Nour Haydar: Australia’s universities remain confident the new testing regime will not impact the post-pandemic recovery of international student numbers. Catriona Jackson, the Chief Executive of Universities Australia, joins us now. Catriona, thanks for joining News Breakfast.
Catriona Jackson: Good morning.
Nour Haydar: Are you surprised to learn that the government was explicitly told that there was no public health rationale for imposing this testing requirement?
Catriona Jackson: I’ve read those reports as many of your listeners will have, and I’ll be interested to see what Mark Butler, the Health Minister, has got to say about how he reached his position. But look, our position remains the same. It’s incredibly important that we do everything we can to regain the position of strength we had with international education pre-COVID, remembering it’s the biggest services export, supports 250,000 jobs and brings $40 billion into the Australian economy every year.
Nour Haydar: But given the measure doesn’t appear to be backed by the health advice, would you like the government to reverse this decision or at least reconsider it in light of what we know about Paul Kelly’s advice to government?
Catriona Jackson: Look, that’s a decision for government, not for me and not for the university sector. However, we’ll be watching very carefully what Mark Butler says about how he reached that position. I’d like to hear directly from Paul Kelly rather than reading newspaper reports about what he apparently said. We have a deep investment, as universities should, in expert advice, but it’s a matter for government how they reached their decisions. What’s really important here is this is not an impediment to Chinese students returning to Australia. It just means they need to have a test before they get on that aeroplane. We said when this was announced on New Year’s Day that we hope this is a short-lived, temporary measure. I seem to recall the Health Minister had that same hope.

#### [Data under study]
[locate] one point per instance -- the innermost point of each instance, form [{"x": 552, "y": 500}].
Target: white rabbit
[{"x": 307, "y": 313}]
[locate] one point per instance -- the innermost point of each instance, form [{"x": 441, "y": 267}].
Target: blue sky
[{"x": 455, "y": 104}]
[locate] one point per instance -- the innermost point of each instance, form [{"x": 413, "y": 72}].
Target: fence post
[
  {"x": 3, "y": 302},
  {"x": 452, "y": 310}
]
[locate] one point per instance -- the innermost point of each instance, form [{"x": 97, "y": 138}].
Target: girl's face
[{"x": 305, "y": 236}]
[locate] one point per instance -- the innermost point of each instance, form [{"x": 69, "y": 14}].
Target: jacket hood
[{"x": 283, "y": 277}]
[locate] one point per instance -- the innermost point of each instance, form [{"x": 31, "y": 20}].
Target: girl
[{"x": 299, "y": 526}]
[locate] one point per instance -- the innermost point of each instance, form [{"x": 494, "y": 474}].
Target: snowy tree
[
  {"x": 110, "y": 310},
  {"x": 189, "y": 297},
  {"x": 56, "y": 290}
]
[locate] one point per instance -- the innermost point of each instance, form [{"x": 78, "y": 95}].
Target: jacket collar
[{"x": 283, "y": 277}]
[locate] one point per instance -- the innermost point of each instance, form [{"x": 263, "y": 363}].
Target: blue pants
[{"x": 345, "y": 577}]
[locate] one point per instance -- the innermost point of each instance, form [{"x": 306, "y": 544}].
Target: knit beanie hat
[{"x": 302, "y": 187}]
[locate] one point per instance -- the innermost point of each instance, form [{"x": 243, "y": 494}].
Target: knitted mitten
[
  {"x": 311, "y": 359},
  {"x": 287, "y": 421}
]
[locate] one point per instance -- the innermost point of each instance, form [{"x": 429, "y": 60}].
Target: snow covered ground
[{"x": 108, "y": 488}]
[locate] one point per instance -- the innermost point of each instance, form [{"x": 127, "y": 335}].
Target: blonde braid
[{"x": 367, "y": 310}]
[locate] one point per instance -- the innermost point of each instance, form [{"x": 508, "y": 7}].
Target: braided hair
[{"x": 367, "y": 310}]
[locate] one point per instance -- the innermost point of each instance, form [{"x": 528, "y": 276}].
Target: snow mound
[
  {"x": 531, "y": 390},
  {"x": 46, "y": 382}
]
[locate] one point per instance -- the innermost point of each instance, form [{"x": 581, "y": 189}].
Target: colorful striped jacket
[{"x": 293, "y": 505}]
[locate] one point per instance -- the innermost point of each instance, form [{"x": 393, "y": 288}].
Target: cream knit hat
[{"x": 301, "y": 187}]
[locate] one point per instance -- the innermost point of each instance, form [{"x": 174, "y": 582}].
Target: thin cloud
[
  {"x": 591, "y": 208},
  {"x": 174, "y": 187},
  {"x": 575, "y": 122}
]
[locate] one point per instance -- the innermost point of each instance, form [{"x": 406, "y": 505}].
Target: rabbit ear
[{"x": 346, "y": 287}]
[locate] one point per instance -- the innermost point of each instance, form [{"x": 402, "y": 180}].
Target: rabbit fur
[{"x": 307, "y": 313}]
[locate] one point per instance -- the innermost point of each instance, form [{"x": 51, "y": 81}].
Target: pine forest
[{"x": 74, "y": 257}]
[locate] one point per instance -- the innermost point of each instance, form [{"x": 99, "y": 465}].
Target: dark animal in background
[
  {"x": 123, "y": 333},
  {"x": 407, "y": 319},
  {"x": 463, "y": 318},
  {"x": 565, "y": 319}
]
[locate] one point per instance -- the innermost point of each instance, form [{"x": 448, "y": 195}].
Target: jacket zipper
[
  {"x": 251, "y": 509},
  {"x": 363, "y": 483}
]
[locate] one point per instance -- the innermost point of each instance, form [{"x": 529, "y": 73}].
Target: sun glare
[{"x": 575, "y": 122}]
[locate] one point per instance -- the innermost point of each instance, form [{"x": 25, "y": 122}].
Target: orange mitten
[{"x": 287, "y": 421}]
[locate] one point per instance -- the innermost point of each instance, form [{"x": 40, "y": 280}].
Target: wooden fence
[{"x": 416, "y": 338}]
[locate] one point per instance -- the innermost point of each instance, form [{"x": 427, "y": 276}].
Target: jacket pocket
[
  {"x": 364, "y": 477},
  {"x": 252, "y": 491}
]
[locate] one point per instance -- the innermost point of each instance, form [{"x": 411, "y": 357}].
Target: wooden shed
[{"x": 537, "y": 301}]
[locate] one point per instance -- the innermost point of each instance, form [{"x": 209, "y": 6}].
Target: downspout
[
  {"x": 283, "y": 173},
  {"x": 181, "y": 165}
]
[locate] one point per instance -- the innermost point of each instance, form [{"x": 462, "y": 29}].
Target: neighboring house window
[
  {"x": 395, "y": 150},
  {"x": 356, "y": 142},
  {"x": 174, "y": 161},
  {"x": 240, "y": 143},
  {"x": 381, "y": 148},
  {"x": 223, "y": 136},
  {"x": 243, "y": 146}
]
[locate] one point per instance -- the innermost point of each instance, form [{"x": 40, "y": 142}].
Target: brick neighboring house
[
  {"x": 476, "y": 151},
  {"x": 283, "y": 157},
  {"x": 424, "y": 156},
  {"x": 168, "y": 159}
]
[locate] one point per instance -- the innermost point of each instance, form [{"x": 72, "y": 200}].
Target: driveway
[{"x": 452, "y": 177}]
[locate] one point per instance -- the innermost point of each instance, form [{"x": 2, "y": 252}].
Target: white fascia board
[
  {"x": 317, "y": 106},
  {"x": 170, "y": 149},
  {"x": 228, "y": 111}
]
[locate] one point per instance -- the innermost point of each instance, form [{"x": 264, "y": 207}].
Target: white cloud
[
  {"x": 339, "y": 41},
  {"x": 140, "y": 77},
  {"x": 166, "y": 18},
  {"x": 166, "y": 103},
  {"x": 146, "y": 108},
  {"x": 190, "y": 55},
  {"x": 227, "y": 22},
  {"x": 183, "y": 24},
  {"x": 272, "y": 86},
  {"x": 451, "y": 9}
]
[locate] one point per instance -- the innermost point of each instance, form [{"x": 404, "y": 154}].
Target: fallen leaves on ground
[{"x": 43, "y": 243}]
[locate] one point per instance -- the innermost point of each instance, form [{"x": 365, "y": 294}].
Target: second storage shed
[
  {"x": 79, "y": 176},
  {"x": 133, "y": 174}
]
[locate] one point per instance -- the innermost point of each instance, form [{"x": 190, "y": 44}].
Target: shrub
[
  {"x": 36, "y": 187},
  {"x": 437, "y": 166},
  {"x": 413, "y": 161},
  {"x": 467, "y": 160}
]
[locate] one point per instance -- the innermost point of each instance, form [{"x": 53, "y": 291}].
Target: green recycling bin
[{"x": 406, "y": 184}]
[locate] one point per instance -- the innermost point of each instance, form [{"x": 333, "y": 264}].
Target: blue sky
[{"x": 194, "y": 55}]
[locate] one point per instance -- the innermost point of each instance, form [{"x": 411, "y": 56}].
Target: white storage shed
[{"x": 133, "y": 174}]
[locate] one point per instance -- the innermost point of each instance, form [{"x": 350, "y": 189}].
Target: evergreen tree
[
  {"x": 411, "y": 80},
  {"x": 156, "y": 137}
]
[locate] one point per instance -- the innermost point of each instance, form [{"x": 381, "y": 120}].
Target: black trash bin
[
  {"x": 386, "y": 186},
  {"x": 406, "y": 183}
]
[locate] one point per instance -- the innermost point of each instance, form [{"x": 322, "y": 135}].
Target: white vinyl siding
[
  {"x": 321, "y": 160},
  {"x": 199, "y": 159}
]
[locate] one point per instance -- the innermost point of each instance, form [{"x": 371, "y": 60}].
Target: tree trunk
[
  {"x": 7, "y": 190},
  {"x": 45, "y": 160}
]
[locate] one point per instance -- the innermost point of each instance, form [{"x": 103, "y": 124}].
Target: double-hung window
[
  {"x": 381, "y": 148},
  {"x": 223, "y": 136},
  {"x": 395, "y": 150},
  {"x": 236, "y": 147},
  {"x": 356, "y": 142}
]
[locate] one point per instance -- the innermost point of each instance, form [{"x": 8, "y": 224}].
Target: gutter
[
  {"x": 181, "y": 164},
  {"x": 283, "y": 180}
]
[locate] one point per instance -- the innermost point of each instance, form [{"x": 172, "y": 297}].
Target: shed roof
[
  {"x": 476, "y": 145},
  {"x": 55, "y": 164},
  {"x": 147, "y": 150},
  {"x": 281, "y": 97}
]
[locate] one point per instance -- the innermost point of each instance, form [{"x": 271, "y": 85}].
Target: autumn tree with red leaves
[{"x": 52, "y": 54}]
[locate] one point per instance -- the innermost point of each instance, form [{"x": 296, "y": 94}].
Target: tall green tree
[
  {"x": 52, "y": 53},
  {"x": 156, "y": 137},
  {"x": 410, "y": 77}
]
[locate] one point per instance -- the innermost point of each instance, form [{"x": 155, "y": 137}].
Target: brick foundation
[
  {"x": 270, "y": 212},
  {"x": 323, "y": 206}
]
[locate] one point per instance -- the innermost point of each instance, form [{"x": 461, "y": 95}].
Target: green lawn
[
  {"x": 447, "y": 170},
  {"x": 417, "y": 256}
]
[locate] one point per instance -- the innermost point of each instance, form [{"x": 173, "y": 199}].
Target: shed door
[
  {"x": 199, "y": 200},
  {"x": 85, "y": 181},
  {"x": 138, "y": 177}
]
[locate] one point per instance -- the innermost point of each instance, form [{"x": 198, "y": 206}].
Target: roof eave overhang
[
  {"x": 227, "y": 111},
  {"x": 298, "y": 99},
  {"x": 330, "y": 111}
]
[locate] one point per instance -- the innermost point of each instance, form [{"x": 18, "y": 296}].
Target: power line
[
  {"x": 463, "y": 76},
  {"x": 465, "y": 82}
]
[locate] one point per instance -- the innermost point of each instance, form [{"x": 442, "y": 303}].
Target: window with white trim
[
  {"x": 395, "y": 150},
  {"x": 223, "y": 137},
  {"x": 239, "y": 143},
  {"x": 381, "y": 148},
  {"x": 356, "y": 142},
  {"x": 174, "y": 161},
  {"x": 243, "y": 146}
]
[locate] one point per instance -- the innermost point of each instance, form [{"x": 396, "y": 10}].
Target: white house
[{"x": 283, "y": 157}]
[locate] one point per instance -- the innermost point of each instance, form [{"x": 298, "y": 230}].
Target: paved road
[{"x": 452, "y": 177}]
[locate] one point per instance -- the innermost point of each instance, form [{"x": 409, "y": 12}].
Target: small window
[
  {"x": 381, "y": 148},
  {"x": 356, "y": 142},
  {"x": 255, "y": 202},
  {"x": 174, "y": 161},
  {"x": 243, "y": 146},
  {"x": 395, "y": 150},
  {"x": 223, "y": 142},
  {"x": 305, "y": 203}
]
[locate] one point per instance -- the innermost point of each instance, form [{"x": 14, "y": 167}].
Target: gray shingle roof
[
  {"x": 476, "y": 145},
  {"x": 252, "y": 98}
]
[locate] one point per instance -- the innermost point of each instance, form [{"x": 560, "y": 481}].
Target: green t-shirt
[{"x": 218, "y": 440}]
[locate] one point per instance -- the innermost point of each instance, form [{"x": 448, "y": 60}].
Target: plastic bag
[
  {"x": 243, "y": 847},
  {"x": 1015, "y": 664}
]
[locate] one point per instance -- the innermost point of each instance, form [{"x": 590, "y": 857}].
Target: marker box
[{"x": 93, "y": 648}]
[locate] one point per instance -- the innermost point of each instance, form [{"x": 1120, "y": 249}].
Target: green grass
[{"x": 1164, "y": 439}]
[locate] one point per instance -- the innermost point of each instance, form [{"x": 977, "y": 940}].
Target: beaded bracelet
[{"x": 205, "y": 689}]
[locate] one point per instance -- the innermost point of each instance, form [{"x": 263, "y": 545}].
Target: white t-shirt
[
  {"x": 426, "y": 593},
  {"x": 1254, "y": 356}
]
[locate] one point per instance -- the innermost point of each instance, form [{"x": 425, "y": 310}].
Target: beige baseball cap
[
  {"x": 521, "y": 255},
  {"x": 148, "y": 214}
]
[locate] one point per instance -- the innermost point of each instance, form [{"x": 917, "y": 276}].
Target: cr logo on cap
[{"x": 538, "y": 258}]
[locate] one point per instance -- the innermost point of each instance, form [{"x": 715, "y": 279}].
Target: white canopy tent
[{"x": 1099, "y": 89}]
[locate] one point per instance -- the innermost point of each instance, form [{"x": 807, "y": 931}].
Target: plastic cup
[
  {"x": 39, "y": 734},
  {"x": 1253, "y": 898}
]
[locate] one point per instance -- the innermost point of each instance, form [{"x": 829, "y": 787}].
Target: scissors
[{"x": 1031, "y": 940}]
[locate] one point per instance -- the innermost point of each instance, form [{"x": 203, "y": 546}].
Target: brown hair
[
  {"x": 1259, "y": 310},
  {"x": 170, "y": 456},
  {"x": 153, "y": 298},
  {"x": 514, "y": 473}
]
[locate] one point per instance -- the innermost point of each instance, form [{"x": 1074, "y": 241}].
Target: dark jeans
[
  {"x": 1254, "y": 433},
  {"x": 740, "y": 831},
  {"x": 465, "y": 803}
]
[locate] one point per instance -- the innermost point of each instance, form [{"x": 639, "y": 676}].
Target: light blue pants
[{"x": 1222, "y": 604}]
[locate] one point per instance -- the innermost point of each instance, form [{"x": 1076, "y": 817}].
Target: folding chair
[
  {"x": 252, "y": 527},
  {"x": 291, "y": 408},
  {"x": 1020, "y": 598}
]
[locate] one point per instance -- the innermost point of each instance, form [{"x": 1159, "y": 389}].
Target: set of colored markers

#### [Tasks for this exercise]
- 1) List every person the interview transcript mentions by name.
- 2) In the interview transcript, on what day was the testing measure announced?
- 3) From the interview transcript, write out the passage that opens with the words containing "Nour Haydar: Australia’s" and closes with "Jackson: Good morning.".

#### [Per-task answers]
- 1) Nour Haydar, Catriona Jackson, Mark Butler, Paul Kelly

- 2) New Year's Day

- 3)
Nour Haydar: Australia’s universities remain confident the new testing regime will not impact the post-pandemic recovery of international student numbers. Catriona Jackson, the Chief Executive of Universities Australia, joins us now. Catriona, thanks for joining News Breakfast.
Catriona Jackson: Good morning.